>> BEGIN RECORD SET
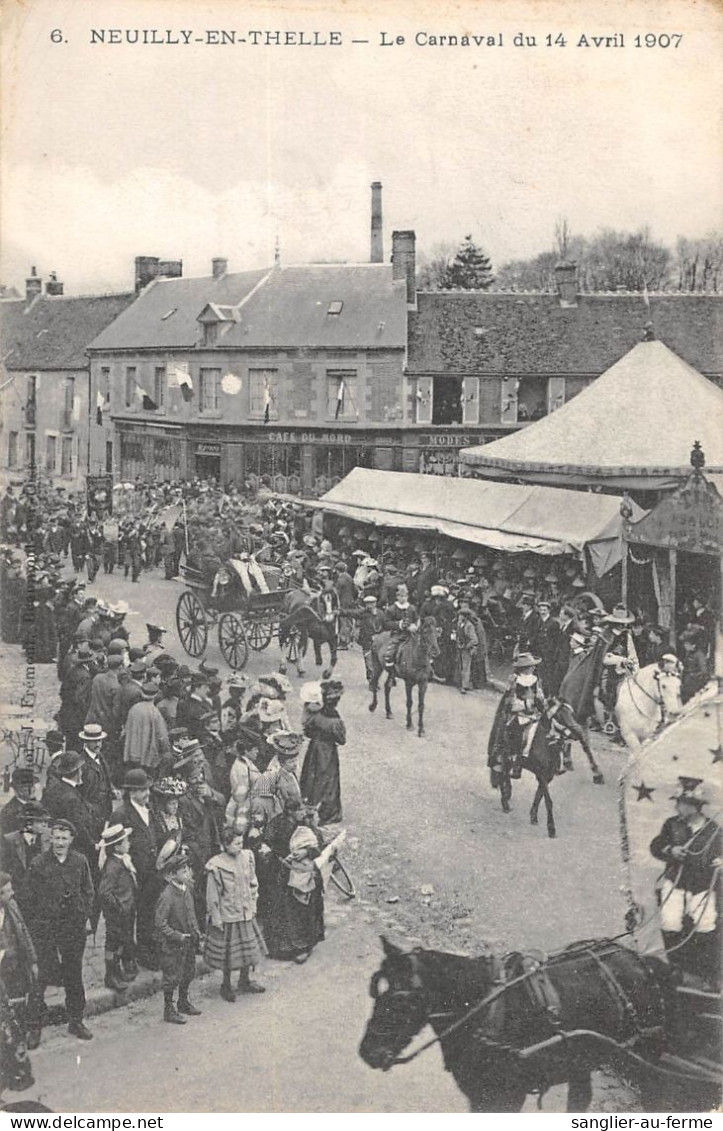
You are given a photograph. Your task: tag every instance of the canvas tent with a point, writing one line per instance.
(633, 428)
(500, 516)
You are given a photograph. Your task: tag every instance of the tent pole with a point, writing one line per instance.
(672, 558)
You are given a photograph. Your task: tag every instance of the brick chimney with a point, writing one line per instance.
(566, 277)
(404, 264)
(53, 286)
(33, 285)
(377, 244)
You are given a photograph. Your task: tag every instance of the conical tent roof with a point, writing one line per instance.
(633, 426)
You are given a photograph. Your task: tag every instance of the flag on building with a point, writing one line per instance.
(267, 402)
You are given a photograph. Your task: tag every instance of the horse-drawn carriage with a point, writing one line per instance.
(243, 599)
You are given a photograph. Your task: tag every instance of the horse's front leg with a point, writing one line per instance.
(597, 775)
(387, 693)
(421, 692)
(579, 1093)
(535, 804)
(548, 805)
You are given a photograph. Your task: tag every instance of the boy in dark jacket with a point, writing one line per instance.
(117, 898)
(177, 933)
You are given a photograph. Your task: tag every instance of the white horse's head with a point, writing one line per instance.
(669, 687)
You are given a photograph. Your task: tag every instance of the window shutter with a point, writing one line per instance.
(424, 393)
(471, 400)
(556, 394)
(508, 404)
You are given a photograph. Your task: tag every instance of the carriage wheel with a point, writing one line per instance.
(259, 635)
(293, 641)
(190, 621)
(342, 880)
(232, 640)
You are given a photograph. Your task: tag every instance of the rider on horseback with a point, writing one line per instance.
(401, 620)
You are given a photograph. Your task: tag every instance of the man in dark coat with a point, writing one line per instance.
(62, 797)
(134, 813)
(320, 778)
(60, 897)
(13, 813)
(18, 849)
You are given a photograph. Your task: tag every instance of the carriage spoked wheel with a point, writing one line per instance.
(191, 623)
(342, 880)
(259, 635)
(232, 640)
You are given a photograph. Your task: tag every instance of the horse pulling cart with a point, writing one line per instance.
(244, 603)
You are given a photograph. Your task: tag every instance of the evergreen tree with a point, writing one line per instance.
(470, 270)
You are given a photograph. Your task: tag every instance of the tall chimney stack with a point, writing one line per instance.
(377, 245)
(33, 285)
(566, 277)
(403, 262)
(53, 286)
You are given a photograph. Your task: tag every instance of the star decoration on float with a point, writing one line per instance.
(644, 792)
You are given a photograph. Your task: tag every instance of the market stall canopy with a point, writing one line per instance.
(689, 747)
(501, 516)
(631, 428)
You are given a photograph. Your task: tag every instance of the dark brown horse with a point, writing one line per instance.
(413, 665)
(545, 753)
(519, 1025)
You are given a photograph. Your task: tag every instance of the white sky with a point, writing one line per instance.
(199, 150)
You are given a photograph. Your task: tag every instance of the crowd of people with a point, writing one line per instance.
(173, 805)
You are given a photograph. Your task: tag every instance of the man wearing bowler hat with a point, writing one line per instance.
(134, 813)
(60, 897)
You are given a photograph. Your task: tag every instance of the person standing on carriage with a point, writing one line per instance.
(690, 845)
(401, 619)
(521, 705)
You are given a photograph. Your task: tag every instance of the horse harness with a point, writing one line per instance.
(531, 972)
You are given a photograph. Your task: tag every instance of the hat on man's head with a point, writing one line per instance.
(68, 762)
(691, 791)
(34, 811)
(60, 822)
(92, 733)
(136, 779)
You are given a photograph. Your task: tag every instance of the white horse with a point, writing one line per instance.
(646, 700)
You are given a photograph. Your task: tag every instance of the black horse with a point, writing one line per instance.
(519, 1025)
(545, 753)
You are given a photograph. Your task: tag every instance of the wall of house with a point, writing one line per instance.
(44, 417)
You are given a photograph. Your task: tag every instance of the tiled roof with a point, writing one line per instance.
(284, 308)
(491, 333)
(54, 333)
(165, 313)
(292, 309)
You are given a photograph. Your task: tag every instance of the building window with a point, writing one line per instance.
(158, 386)
(264, 394)
(341, 398)
(69, 393)
(209, 387)
(130, 385)
(66, 456)
(51, 446)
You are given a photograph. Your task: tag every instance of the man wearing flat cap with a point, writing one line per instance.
(690, 845)
(60, 897)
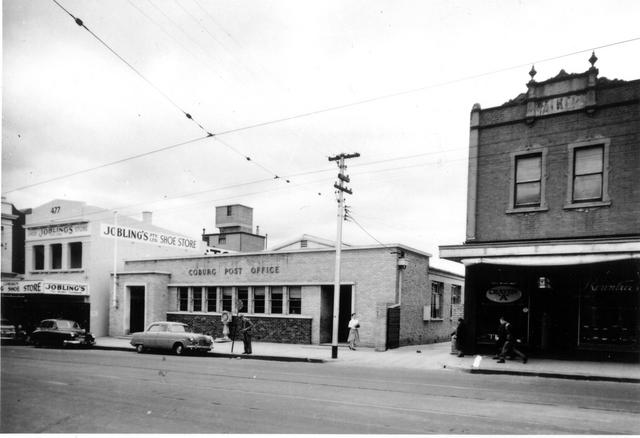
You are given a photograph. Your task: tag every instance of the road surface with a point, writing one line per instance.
(96, 391)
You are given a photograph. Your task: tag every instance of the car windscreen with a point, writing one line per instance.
(62, 324)
(177, 328)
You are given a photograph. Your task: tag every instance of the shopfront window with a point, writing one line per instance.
(75, 255)
(227, 299)
(276, 299)
(197, 299)
(212, 299)
(609, 313)
(258, 300)
(38, 257)
(295, 300)
(456, 297)
(183, 299)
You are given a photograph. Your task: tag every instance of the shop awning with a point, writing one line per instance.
(550, 260)
(543, 253)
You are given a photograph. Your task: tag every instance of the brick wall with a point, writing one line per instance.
(280, 330)
(618, 123)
>> END RECORD SET
_TASK GOAL_
Rewrite the entries from the line containing "the horse harness" through the end of the entries, inclusive, keeping every request and adding 111 to each coordinate in the answers. Leave the pictures out.

_CORRECT RESPONSE_
You are given a photograph. Your task: tag every instance of the horse harness with a point, writing one line per instance.
(642, 1083)
You are given a photograph. Your task: tag every instance of the hat on man's head with a point, writing one line per instance.
(179, 873)
(802, 902)
(145, 922)
(171, 933)
(203, 844)
(247, 890)
You are given a photograph. Your task: tag every instance of the white horse with a point, writing one line per instance.
(757, 811)
You are given a photograph. Your task: tag every instance of the black horse with a point, writing one line per instance.
(630, 1136)
(656, 864)
You are given a photograph. Your task: tag every instance of the wall of house with a point, writing one line per instance.
(155, 528)
You are given a photograph. Your task: tag every instance of the tiled roof with a point, writing one line per instance.
(395, 419)
(602, 444)
(165, 444)
(276, 424)
(403, 420)
You are given a photograph. Your task: tag every instance of the building window with a point, writing one line per instance.
(269, 497)
(375, 505)
(452, 509)
(180, 504)
(320, 498)
(241, 496)
(177, 567)
(162, 557)
You are given a photograph. Your task: tag every instance of the man wearing flat cap with a point, writing one line per instance.
(801, 956)
(171, 1008)
You are given a photograph. Your task: tag every instance of the road surface with a point, writing one line per instance.
(207, 502)
You are given a photograph. Your task: tag every instance of the car windscreen with a point, writing one line per instance.
(173, 435)
(288, 439)
You are given a photograph. Your task: tag every instance of the shopfront window with a point, writing one line per instance.
(186, 366)
(338, 410)
(387, 410)
(308, 410)
(323, 410)
(720, 424)
(369, 411)
(149, 368)
(406, 411)
(567, 408)
(294, 410)
You are given a photograph. Your task: tag every instance of the shop awning with a point, writing one line per instance.
(661, 371)
(654, 364)
You are given a photograph. Your task: tag every instance of the brick wall with a point, writing one line per instance.
(391, 441)
(729, 234)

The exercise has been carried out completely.